[Source document]:
━━━━━━━━━━━━━━━━━━━━

The top 3 mistakes that make your A/B test results invalid

A Fortune 500 company asked that I review their A/B testing strategy.

The results were good, the hypotheses strong, everything seemed to be in order… until I looked at the log of changes in their experimentation tool.

I noticed several blunders: In some experiments, they had adjusted the traffic allocation for the variations mid-experiment; some variations had been paused for a few days, then resumed; and experiments were stopped as soon as statistical significance was reached.

When it comes to testing, too many companies worry about the “what”, or the design of their variations, and not enough worry about the “how”, the execution of their experiments.

Don’t get me wrong, variation design is important: you need solid hypotheses supported by strong evidence. However, if you believe your work is finished once you have come up with variations for an experiment and pressed the launch button, you’re wrong.

In fact, the way you run your A/B tests is the most difficult and most important piece of the optimization puzzle.

”There are three kinds of lies: lies, damned lies, and statistics.”

– Mark Twain

In this post, I will share the biggest mistakes you can make within each step of the testing process: the design, launch, and analysis of an experiment, and how to avoid them. This post is fairly technical. Here’s how you should read it:
- If you are just getting started with conversion optimization (CRO), or are not directly involved in designing or analyzing tests, feel free to skip the more technical sections and simply skim for insights.
- If you are an expert in CRO or are involved in designing and analyzing tests, you will want to pay attention to the technical details. These sections are highlighted in blue.

Introduction
Your test has too many variations
You change experiment settings in the middle of a test
You’re doing post-test segmentation incorrectly
Conclusion

Mistake #1: Your test has too many variations

The more variations, the more insights you’ll get, right?

Not exactly. Having too many variations slows down your tests but, more importantly, it can impact the integrity of your data in 2 ways.

First, the more variations you test against each other, the more traffic you will need, and the longer you’ll have to run your test to get results that you can trust. This is simple math.

But the issue with running a longer test is that you are more likely to be exposed to cookie deletion. If you run an A/B test for more than 3–4 weeks, the risk of sample pollution increases: in that time, people will have deleted their cookies and may enter a different variation than the one they were originally in.

━━━━━━━━━━━━━━━━━━━━

[Task requirements]:
1: Please give the A/B testing article again, starting with "First, the more" and going on through "were originally in.", and change "cookie deletion" to "cookie expiration".
2: Continue the A/B testing article from its last sentence.

(Stored records)
━━━━━━━━━━━━━━━━━━━━

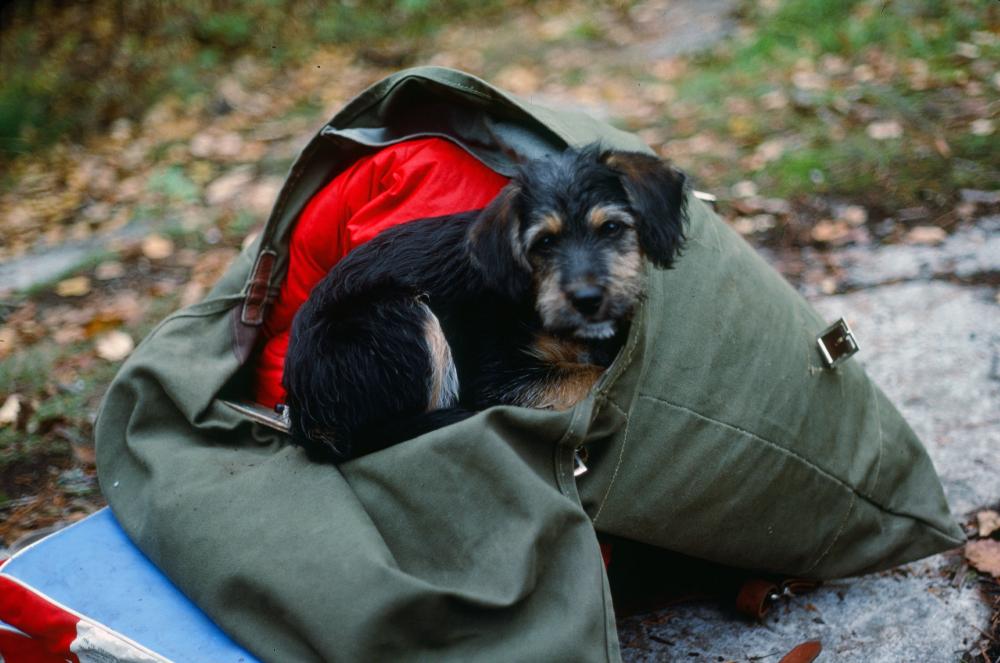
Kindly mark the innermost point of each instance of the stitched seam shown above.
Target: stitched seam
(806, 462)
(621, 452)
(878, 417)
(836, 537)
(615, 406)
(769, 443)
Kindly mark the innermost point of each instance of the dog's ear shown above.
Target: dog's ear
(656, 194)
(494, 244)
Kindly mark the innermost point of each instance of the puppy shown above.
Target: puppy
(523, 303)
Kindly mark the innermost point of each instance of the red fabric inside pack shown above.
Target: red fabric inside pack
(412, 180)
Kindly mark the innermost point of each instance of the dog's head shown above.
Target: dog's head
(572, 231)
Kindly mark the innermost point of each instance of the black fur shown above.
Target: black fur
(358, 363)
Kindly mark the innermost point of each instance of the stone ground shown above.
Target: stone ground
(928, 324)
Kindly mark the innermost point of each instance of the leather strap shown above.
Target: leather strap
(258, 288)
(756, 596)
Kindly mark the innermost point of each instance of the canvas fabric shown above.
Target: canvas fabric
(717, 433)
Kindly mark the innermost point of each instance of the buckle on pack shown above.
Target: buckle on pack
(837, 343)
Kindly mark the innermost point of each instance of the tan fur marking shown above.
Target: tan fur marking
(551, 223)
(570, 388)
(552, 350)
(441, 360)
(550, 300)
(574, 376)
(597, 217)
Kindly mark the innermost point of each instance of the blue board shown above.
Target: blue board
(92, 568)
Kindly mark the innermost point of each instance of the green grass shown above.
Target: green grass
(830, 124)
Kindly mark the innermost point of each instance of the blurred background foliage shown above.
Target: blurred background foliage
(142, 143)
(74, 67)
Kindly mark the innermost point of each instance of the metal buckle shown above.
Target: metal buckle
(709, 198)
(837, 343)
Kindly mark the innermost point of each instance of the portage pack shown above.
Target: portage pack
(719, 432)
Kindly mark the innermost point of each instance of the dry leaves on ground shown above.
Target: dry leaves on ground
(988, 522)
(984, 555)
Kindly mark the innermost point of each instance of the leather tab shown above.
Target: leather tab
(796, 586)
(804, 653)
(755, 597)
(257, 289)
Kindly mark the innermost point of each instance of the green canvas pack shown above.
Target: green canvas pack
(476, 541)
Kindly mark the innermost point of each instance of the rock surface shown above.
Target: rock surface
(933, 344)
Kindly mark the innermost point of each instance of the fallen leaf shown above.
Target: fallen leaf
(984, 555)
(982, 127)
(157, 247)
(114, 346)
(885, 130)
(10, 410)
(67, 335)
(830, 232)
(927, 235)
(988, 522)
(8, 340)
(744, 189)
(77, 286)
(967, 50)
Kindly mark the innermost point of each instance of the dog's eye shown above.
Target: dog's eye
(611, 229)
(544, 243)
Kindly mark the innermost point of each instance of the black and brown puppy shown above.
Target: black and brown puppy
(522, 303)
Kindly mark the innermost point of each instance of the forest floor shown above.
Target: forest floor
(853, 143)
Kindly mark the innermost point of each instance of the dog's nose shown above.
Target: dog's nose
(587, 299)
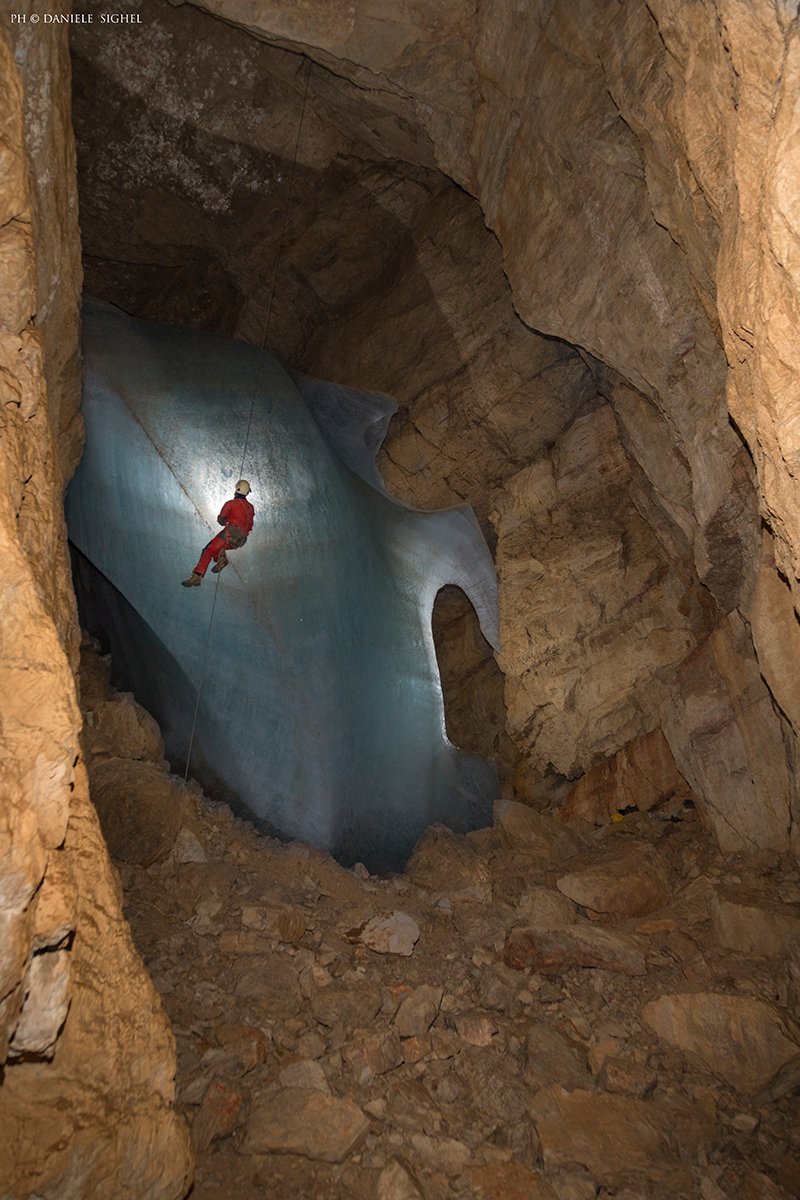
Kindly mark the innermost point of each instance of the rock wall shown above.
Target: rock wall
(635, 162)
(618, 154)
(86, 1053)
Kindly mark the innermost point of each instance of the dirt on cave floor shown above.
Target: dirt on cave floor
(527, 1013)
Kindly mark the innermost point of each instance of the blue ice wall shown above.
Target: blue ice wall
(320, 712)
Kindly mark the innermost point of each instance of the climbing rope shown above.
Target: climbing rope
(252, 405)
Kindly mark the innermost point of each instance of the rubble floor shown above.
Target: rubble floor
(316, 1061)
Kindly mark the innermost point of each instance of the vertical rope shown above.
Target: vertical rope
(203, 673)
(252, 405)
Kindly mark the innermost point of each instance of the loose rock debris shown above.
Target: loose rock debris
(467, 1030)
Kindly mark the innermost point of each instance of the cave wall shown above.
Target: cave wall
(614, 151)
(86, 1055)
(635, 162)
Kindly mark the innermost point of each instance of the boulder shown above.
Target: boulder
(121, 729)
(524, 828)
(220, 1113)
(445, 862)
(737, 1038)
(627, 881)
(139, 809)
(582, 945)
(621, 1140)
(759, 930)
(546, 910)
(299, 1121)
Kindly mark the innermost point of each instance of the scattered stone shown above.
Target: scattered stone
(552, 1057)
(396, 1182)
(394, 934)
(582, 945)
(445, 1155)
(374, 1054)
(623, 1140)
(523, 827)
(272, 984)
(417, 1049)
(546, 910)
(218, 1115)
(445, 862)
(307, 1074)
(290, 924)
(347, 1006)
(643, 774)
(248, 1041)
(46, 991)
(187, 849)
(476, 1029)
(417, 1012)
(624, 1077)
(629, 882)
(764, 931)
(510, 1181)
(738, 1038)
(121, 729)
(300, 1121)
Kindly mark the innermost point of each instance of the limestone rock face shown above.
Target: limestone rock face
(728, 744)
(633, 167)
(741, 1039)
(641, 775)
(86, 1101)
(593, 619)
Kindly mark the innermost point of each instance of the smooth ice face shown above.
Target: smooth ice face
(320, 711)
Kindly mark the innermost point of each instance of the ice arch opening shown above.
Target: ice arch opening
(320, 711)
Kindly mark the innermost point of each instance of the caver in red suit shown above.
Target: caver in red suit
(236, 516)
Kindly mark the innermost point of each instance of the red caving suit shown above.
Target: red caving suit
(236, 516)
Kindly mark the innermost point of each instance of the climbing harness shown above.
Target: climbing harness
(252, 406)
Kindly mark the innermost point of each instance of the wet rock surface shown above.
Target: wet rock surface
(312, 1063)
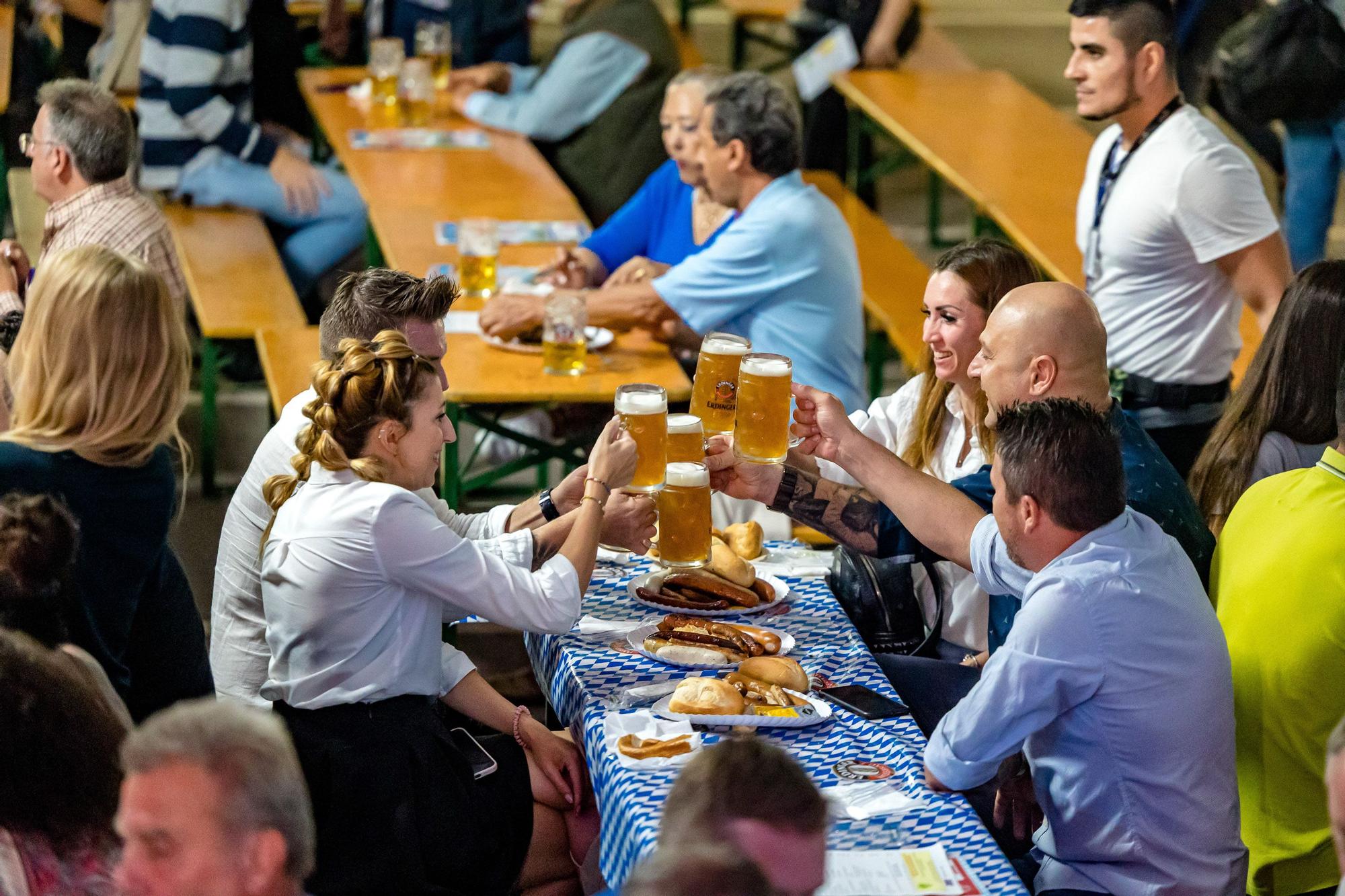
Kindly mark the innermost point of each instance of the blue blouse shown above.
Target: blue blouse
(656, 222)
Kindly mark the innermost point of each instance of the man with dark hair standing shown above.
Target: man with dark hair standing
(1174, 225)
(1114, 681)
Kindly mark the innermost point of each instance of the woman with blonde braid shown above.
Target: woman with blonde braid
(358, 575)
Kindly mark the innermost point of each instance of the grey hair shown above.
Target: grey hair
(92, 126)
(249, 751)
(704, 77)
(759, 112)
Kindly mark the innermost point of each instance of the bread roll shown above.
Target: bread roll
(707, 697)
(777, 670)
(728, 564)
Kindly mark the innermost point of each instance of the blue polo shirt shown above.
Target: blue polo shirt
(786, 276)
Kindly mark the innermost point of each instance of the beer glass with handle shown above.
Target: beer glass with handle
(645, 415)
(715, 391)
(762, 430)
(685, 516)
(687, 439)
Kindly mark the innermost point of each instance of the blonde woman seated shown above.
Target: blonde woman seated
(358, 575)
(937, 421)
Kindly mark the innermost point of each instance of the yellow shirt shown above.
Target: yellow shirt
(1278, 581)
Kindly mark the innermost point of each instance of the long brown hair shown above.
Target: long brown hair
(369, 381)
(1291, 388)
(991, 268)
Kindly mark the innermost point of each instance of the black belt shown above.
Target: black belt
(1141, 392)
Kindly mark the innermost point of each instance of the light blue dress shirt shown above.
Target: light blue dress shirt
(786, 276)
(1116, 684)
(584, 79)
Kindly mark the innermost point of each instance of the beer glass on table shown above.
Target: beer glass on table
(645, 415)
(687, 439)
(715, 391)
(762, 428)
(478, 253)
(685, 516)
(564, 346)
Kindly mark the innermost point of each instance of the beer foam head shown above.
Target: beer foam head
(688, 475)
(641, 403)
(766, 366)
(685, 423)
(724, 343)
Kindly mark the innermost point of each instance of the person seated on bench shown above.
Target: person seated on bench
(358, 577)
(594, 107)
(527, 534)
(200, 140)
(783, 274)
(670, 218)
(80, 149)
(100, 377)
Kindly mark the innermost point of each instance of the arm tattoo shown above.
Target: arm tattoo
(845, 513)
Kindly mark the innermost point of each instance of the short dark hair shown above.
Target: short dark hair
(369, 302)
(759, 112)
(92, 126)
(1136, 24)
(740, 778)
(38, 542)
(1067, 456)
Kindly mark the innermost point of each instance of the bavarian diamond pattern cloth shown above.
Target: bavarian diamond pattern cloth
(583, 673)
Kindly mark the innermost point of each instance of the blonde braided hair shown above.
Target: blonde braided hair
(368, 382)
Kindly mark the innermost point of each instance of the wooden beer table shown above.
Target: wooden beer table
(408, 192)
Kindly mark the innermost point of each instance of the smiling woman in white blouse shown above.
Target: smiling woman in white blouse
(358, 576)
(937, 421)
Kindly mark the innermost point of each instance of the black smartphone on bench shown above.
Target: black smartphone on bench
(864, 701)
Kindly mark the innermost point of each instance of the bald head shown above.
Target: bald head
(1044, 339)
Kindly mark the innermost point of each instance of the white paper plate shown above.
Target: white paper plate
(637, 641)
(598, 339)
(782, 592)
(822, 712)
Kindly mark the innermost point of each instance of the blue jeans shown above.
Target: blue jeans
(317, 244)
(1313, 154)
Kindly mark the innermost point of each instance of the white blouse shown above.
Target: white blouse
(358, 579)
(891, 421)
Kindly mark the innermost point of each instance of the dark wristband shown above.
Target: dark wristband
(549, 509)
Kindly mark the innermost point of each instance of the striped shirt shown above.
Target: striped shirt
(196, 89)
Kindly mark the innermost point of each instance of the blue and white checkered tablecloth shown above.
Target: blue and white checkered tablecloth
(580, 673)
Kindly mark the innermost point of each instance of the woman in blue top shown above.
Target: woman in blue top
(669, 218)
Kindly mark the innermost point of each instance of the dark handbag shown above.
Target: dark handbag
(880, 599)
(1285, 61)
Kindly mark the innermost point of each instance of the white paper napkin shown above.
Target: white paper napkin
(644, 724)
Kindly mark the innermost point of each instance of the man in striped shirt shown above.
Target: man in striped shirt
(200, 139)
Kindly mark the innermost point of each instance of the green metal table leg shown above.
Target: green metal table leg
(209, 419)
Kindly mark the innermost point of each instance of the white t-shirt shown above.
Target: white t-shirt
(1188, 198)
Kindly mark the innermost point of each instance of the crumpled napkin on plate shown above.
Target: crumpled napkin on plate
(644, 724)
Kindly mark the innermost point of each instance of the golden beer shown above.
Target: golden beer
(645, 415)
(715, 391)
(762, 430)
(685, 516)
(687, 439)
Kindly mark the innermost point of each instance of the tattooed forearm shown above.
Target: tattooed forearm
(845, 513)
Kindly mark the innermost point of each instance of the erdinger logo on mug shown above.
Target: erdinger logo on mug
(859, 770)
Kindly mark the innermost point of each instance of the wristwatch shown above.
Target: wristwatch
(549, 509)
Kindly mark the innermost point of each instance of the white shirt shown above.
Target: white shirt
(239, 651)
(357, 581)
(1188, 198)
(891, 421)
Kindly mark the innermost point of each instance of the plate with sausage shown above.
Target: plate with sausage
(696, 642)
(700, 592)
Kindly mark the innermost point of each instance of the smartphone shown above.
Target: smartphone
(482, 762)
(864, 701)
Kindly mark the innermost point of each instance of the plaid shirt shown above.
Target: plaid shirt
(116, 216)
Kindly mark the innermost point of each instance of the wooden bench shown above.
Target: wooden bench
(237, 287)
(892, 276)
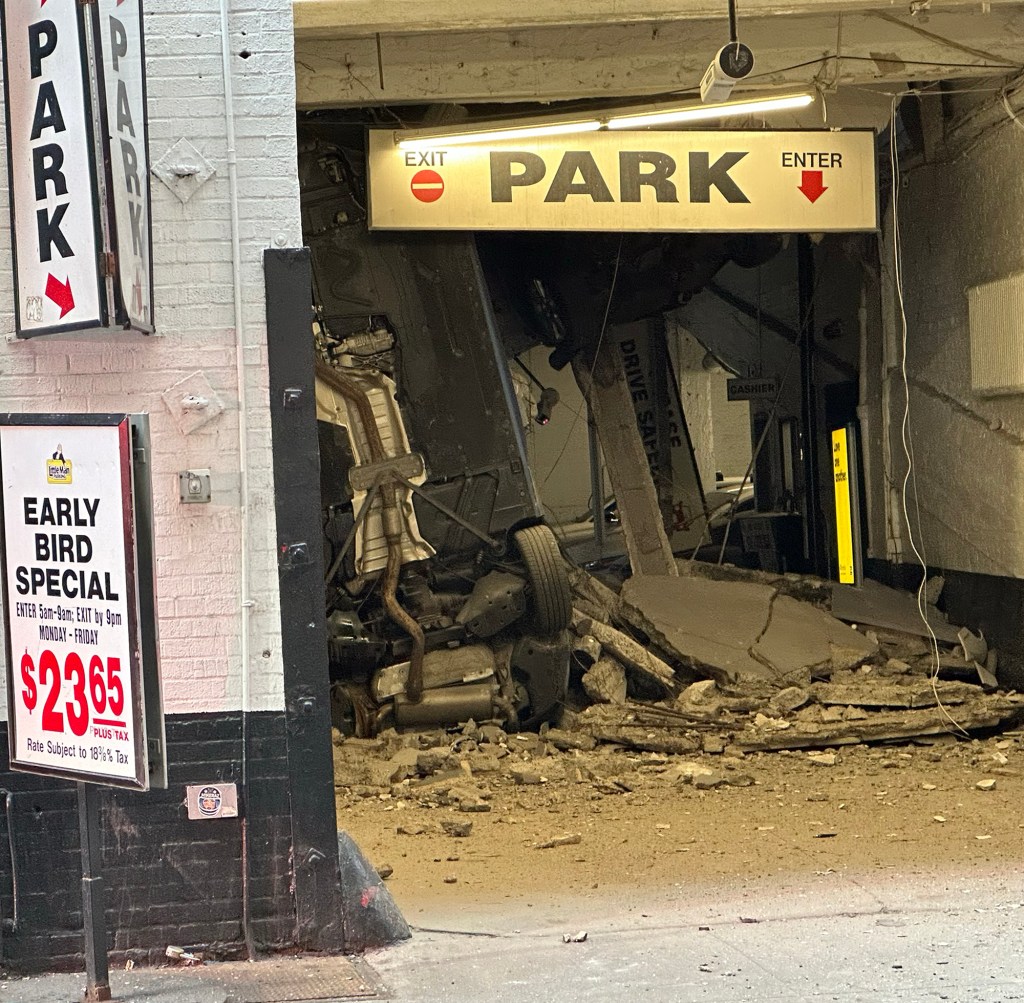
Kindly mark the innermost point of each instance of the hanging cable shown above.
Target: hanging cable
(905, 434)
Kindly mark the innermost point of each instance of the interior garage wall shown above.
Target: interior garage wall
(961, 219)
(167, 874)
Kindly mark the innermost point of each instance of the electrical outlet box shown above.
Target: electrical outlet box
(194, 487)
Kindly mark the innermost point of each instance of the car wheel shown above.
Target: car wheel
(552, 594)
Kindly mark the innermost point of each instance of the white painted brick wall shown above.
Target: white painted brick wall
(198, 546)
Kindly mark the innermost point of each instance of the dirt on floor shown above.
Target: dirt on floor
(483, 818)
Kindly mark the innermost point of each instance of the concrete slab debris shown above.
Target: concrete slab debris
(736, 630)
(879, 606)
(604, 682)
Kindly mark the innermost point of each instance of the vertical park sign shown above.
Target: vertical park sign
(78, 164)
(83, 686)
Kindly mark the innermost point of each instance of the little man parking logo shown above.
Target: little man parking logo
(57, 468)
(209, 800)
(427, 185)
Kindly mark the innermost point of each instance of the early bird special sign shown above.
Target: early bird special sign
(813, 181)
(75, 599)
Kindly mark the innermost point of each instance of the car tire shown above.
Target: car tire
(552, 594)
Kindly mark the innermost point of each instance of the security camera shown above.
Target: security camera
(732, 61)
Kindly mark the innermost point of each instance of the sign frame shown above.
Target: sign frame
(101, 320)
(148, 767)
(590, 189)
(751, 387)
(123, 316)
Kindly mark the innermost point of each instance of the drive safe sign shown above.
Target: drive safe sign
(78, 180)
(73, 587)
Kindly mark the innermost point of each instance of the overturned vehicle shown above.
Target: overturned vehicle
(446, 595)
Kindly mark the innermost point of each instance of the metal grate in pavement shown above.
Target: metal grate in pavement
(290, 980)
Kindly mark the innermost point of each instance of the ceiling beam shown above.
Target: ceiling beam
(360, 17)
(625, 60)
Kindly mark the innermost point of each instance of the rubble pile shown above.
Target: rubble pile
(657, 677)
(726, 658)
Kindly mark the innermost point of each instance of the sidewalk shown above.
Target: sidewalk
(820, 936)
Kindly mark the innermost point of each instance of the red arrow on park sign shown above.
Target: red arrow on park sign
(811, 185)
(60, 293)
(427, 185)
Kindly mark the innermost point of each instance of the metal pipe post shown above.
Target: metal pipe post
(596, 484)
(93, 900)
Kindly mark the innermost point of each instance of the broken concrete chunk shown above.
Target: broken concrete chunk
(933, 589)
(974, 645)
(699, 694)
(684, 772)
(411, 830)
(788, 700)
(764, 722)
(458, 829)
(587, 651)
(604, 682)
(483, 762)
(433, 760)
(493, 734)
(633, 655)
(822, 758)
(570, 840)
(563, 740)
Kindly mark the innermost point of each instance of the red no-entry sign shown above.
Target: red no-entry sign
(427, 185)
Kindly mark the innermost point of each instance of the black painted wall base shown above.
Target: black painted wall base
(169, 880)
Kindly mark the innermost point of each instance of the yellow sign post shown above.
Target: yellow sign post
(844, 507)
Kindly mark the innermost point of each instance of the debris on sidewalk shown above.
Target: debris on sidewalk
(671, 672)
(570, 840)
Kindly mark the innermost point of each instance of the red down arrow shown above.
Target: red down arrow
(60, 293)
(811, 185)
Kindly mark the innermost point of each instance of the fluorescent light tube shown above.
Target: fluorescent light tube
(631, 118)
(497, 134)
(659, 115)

━━━━━━━━━━━━━━━━━━━━

[Answers by task]:
1:
First, the more variations you test against each other, the more traffic you will need, and the longer you’ll have to run your test to get results that you can trust. This is simple math.

But the issue with running a longer test is that you are more likely to be exposed to cookie expiration. If you run an A/B test for more than 3–4 weeks, the risk of sample pollution increases: in that time, people will have deleted their cookies and may enter a different variation than the one they were originally in.

2:
”Within 2 weeks, you can get a 10% dropout of people deleting cookies and that can really affect your sample quality.”

– Ton Wesseling, Founder, Online Dialogue

The second risk when testing multiple variations is that the significance level goes down as the number of variations increases.

For example, if you use the accepted significance level of 0.05 and decide to test 20 different scenarios, one of those will be significant purely by chance (20 * 0.05). If you test 100 different scenarios, the number goes up to five (100 * 0.05).

In other words, the more variations, the higher the chance of a false positive i.e. the higher your chances of finding a winner that is not significant.

Google’s 41 shades of blue is a good example of this. In 2009, when Google could not decide which shades of blue would generate the most clicks on their search results page, they decided to test 41 shades. At a 95% confidence level, the chance of getting a false positive was 88%. If they had tested 10 shades, the chance of getting a false positive would have been 40%, 9% with 3 shades, and down to 5% with 2 shades.

This is called the Multiple Comparison Problem.

You can calculate the chance of getting a false positive using the following formula: 1-(1-a)^m with m being the total number of variations tested and a being the significance level. With a significance level of 0.05, the equation would look like this:1-(1-0.05)^m or 1-0.95^m.

You can fix the multiple comparison problem using the Bonferroni correction, which calculates the confidence level for an individual test when more than one variation or hypothesis is being tested.

Wikipedia illustrates the Bonferroni correction with the following example: “If an experimenter is testing m hypotheses, [and] the desired significance level for the whole family of tests is a, then the Bonferroni correction would test each individual hypothesis at a significance level of a/m.

For example, if [you are] testing m = 8 hypotheses with a desired a = 0.05, then the Bonferroni correction would test each individual hypothesis at a = 0.05/8=0.00625.”
In other words, you’ll need a 0.625% significance level, which is the same as a 99.375% confidence level (100% – 0.625%) for an individual test.

The Bonferroni correction tends to be a bit too conservative and is based on the assumption that all tests are independent of each other. However, it demonstrates how multiple comparisons can skew your data if you don’t adjust the significance level accordingly.

The following tables summarize the multiple comparison problem.

Probability of a false positive with a 0.05 significance level:

Adjusted significance and confidence levels to maintain a 5% false discovery probability:

In this section, I’m talking about the risks of testing a high number of variations in an experiment. But the same problem also applies when you test multiple goals and segments, which we’ll review a bit later.

”Each additional variation and goal adds a new combination of individual statistics for online experiments comparisons to an experiment. In a scenario where there are four variations and four goals, that’s 16 potential outcomes that need to be controlled for separately.”

– Optimizely Practical Guide to Stats

Some A/B testing tools, such as VWO and Optimizely, adjust for the multiple comparison problem. These tools will make sure that the false positive rate of your experiment matches the false positive rate you think you are getting.

In other words, the false positive rate you set in your significance threshold will reflect the true chance of getting a false positive: you won’t need to correct and adjust the confidence level using the Bonferroni or any other methods.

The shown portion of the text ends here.